Tasks to carry out>
(1) Condense the paragraph of the timing belt post that begins "When I removed the timing belt" into a short bulleted list that keeps its main facts.
(2) From the timing belt post, copy the passage that begins with the words "2. Replaced thermostat." and stops after "the timing belt.", renaming "housing" as "timing cover".

━━ Extract provided

# Engine TDC / Timing Belt Change



## EnduringCactus (Dec 20, 2009)

Hi All,
I went to the dealer and shop to figure out what was causing a horrible grinding noise in my motor. They said it was probably the "cam adjusters" and said $1,700, maybe more. Additionally, the thermostat is stuck open, there is a leak coming from somehwere in the front of the motor, and the power steering is leaking. They asked for another $1,300 to fix that. Car has 187K miles and is 2000 model.
So I decided to try the work myself figuring that I it all away if I screw-up.
So far so good.

1.The seal on the water pump was leaking and I replaced the water pump. $95.
2. Replaced thermostat. $25.
3. Timing belt 'passive' pulley destroyed, was causing the noise. Tensioner piston not working. Ordered kit $200.
When I removed the timing belt I lined up the TDC marker on the crankshaft pulley with the mark on the housing. In this position, the two camshaft sprockets have a set of holes that should be in-line with each other (horizontal) and the two larger holes face inward toward each toher. I noticed these were about 5 degrees counter clockwise from each other--not on a horizontal line. I figure this does not matter much as the motor ran fine before.
However after I removed the timing belt the left cam sprocket made a pop and moved about 30 degrees off of where it was. I figure I can just rotate it back to where it was when I install the timing belt.

━━━━
━━ Entries supplied

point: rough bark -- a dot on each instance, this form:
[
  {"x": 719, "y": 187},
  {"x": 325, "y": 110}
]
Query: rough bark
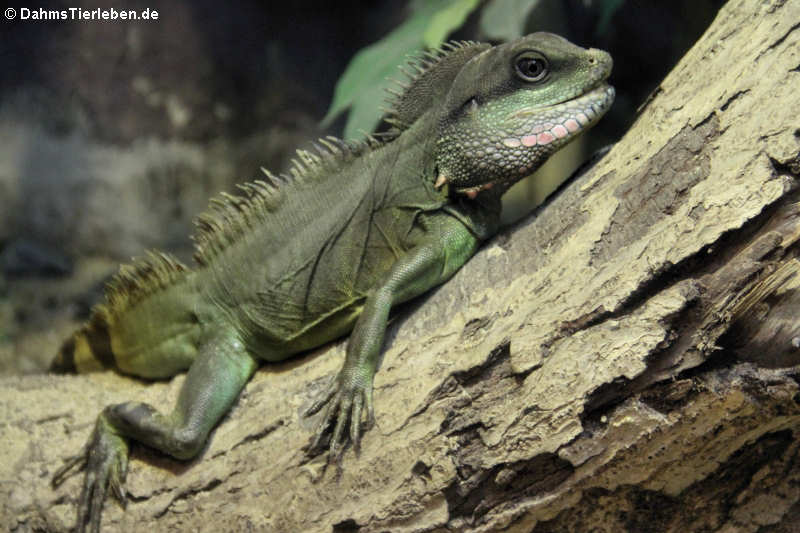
[{"x": 623, "y": 361}]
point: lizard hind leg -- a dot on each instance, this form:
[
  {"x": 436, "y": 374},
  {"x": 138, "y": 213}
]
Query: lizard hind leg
[{"x": 213, "y": 383}]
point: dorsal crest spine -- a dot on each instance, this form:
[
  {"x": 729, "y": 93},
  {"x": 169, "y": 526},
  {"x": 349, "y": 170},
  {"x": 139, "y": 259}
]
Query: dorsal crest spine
[
  {"x": 427, "y": 76},
  {"x": 231, "y": 216},
  {"x": 133, "y": 282}
]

━━━━

List of solutions>
(1)
- With the timing belt removed, the TDC marker on the crankshaft pulley was lined up with the mark on the housing.
- In that position, the holes on the two camshaft sprockets should line up horizontally, with the two larger holes facing inward toward each other.
- The sprockets were instead about 5 degrees counterclockwise from each other, not on a horizontal line.
- The poster assumed this didn't matter much, since the motor ran fine before.

(2)
2. Replaced thermostat. $25.
3. Timing belt 'passive' pulley destroyed, was causing the noise. Tensioner piston not working. Ordered kit $200.
When I removed the timing belt I lined up the TDC marker on the crankshaft pulley with the mark on the timing cover. In this position, the two camshaft sprockets have a set of holes that should be in-line with each other (horizontal) and the two larger holes face inward toward each toher. I noticed these were about 5 degrees counter clockwise from each other--not on a horizontal line. I figure this does not matter much as the motor ran fine before.
However after I removed the timing belt the left cam sprocket made a pop and moved about 30 degrees off of where it was. I figure I can just rotate it back to where it was when I install the timing belt.